Eravamo tutti alla Rotonda di San Francesco, ognuno con le proprie aspettative, con le proprie certezze; qualcuno aveva mandato a memoria le risposte a domande concordate, qualcun altro passeggiava avanti e indietro in preda all’ansia.
Lo scorrere inesorabile del tempo si mostrava con la cadenza dei passi del passeggio su Corso Ovidio, il gelato in mano a bambini sorridenti e il caldo, quello opaco delle sei di un pomeriggio di agosto.
Gli ultimi ritocchi ad una foto, le misure anti Covid, il chiacchiericcio tra amiche e qualcuno che già si mostra curioso per quello che sta per succedere… I nostri cuori gonfi di orgoglio e aspettative che attendevano soltanto che ogni seduta fosse occupata.
Ad un tratto tutto si congela in un lungo attimo di silenzio: davanti a quella T solitaria nel mezzo di un foglio bianco, una donna con indosso il colore del sangue versato da tutte quelle donne uccise per mano dell’uomo che amavano. In un istante crollano le nostre certezze, dimentichiamo tutto quello che avevamo preparato e la nostra attenzione si focalizza su quella macchia rossa e bianca che, con il volto rigato di lacrime, legge, forse molte volte, l’incipit della mostra e poi con meticolosa attenzione si appassiona ad ogni singola foto, ogni singola storia. La parte di famiglia che le è rimasta le fa da scudo ma lei si libera presto, continua da sola il suo viaggio nelle storie che hanno tutte un finale più lieto di quello della sua Teodora. Gli occhi sono rossi e gonfi di pianto ma la posizione di tutto il corpo mostra fierezza, determinazione, voglia di combattere. Non veste il lutto e non ha l’atteggiamento dimesso e distrutto come sarebbe anche normale dopo aver perso una figlia e un nipotino: la mamma di Teodora Casasanta non è venuta a celebrare la memoria della figlia ma a determinarne la rinascita. Credo che come me, tutti gli altri, hanno dimenticato quanto preparato e programmato e da quel momento ci ha guidati quello sguardo deciso, quegli occhi umidi ma limpidi, quell’affrontare da sola ma insieme con tutti noi il terribile passato prossimo, il presente difficile da vivere, soltanto per cercare un futuro migliore. Nulla più ha avuto importanza: soltanto raccogliere il testimone che questa donna, dopo la corsa più difficile della sua vita, ci ha allungato.

• Consegna:
Elenca tutte le qualità che, secondo il testo sulla mostra, la posizione del corpo della madre di Teodora Casasanta lascia vedere.

• Dati di input:

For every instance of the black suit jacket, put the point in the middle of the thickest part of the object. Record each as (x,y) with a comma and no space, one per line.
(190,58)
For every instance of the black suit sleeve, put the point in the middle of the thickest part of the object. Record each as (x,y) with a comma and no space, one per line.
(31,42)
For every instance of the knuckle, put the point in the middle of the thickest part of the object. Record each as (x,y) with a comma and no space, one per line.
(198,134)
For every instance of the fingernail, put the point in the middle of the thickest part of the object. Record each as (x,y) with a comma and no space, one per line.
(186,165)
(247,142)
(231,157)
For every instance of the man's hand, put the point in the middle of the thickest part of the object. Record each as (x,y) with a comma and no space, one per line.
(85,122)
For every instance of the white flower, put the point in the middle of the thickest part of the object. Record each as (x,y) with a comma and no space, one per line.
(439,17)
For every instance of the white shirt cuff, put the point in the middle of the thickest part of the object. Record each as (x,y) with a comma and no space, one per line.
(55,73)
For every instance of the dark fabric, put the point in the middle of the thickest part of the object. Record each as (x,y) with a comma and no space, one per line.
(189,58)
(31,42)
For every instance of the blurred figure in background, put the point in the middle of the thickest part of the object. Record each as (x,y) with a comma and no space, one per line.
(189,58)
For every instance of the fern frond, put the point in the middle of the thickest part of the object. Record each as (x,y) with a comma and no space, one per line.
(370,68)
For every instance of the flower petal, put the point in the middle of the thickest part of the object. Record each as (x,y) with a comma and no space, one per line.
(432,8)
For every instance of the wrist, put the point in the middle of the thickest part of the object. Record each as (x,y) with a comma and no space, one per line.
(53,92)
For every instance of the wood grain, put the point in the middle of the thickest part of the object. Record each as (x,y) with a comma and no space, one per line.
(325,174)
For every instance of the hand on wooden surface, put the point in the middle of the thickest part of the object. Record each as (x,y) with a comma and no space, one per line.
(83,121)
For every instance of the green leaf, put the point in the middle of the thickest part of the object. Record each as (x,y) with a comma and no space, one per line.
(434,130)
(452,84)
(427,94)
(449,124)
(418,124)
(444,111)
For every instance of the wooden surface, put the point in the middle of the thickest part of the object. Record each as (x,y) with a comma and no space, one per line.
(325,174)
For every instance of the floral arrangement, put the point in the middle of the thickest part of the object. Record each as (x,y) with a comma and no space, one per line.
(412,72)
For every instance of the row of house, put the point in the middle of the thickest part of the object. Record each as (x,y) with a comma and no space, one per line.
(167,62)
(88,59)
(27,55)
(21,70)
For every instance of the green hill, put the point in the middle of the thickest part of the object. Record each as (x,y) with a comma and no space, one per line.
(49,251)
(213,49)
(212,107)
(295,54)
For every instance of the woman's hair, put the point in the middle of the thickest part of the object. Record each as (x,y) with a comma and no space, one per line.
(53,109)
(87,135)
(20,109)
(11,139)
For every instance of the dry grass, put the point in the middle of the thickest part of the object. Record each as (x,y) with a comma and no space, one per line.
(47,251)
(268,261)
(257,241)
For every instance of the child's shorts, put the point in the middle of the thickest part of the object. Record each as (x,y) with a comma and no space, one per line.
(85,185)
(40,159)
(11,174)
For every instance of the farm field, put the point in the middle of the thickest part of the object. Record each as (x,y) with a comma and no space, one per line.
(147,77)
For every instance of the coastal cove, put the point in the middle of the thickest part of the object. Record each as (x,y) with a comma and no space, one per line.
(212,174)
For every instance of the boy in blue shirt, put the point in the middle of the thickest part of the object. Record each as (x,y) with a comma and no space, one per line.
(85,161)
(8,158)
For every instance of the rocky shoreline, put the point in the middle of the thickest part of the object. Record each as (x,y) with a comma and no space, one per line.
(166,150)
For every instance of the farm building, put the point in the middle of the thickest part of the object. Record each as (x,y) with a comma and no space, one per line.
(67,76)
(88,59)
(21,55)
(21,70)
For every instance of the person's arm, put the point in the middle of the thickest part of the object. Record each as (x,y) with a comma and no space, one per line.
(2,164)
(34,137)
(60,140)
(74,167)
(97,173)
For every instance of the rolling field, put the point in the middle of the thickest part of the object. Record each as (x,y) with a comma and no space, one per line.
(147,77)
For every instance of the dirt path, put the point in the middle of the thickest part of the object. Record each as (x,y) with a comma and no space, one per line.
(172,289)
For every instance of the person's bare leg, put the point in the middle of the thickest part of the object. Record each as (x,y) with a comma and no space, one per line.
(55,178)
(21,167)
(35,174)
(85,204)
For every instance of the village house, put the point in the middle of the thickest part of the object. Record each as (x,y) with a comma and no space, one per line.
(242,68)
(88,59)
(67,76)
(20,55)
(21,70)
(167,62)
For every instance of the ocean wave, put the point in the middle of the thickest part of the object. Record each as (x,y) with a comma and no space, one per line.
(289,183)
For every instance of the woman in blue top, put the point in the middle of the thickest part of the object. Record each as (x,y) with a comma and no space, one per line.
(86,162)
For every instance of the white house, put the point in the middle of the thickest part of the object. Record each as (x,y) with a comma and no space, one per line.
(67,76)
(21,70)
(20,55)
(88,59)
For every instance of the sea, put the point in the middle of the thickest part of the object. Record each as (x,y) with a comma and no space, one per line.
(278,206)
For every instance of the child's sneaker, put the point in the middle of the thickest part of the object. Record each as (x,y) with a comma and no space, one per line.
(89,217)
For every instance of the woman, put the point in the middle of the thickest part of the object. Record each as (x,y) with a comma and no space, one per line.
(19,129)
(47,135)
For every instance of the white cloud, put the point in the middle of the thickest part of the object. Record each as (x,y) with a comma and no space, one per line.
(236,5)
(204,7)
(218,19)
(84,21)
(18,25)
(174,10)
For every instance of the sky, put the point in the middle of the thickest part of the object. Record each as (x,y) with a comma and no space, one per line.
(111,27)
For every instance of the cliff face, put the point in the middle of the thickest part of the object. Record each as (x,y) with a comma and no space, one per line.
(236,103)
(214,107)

• Risposta:
- fierezza
- determinazione
- voglia di combattere